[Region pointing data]
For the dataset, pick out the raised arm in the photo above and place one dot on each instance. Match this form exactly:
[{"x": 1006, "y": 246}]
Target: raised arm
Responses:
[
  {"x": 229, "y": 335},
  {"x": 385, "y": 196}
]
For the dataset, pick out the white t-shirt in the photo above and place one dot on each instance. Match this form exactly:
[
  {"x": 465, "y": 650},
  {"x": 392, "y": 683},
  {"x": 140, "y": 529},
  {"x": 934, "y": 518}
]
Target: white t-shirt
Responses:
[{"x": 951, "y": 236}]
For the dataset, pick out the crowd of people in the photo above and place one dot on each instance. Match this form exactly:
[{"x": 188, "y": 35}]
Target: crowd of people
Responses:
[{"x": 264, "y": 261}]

--

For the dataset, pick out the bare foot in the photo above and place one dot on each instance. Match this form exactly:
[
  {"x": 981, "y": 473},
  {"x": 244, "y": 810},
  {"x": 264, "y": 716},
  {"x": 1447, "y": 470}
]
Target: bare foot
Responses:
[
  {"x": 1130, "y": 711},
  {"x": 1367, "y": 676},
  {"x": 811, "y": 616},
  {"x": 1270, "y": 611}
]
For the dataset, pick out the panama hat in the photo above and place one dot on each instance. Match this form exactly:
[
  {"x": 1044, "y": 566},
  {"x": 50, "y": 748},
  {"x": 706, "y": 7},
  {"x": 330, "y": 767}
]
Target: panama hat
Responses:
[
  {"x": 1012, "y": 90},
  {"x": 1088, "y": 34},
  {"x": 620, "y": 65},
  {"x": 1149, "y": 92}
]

---

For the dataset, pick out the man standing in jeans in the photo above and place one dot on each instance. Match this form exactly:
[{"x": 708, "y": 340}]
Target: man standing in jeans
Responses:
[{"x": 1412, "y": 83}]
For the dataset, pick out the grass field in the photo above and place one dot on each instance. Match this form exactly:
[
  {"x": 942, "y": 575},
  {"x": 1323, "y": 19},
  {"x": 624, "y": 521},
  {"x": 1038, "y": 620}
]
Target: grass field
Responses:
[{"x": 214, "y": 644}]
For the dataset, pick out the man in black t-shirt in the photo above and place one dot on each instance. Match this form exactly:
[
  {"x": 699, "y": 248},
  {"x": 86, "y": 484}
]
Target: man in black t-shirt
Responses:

▶ _What the task asks_: Gather from the records above every line containing the string "foot".

▶ _Task output_:
For the dataset, pick out the bare foot in the photo above and place one dot on each instance. Match this form exactly:
Target: bare foot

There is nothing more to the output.